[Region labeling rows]

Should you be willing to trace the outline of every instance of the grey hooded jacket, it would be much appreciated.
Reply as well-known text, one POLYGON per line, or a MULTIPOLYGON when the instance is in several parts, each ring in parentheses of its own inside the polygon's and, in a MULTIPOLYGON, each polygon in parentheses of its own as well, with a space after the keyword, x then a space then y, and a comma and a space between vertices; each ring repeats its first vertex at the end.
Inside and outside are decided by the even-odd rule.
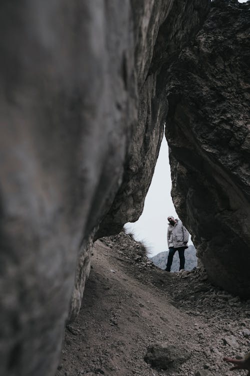
POLYGON ((168 248, 174 247, 178 248, 179 247, 188 248, 186 243, 188 241, 189 233, 184 227, 180 220, 175 220, 174 226, 168 224, 168 248))

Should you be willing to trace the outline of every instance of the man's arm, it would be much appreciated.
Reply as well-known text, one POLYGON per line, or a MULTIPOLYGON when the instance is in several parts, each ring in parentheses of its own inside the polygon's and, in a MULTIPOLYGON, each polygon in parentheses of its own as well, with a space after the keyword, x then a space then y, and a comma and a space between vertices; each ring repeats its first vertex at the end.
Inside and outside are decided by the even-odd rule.
POLYGON ((250 376, 250 352, 246 354, 244 359, 233 359, 224 356, 223 360, 228 363, 232 363, 233 364, 234 364, 234 367, 230 368, 230 370, 232 369, 247 369, 249 371, 247 376, 250 376))
POLYGON ((168 229, 168 234, 166 235, 166 239, 168 240, 168 246, 169 248, 170 246, 170 237, 171 236, 171 232, 170 231, 169 229, 168 229))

TASK BRIEF:
Please report each line in the rows above that contains the word "instance".

TASK RESULT:
Should you be willing to trace the outline of every instance of the grey hooded jacket, it would be much appreciated.
Reply as well-known text, one POLYGON per line, or a MULTIPOLYGON when the instance is in several parts, each ring in parentheses of its own inside the polygon's and, in a MULTIPOLYGON, each polygon in parentheses of its own as well, with a space after the keyword, x then a space then y, and a comma and a space between vertices; each ring repeats its first vertex at the end.
Should you be willing to trace the outline of every instance of the man's arm, it would be much appreciated.
Reply as well-known text, one POLYGON per line, or a MULTIPOLYGON when the instance is in several parts, each ring in parentheses of its own inside the polygon's and, in a MULTIPOLYGON, each polygon in parentheses of its own as well, with a space after the keyword, x then a space then y, and a comma and a space between vertices; each ring repeats its first vertex at the end.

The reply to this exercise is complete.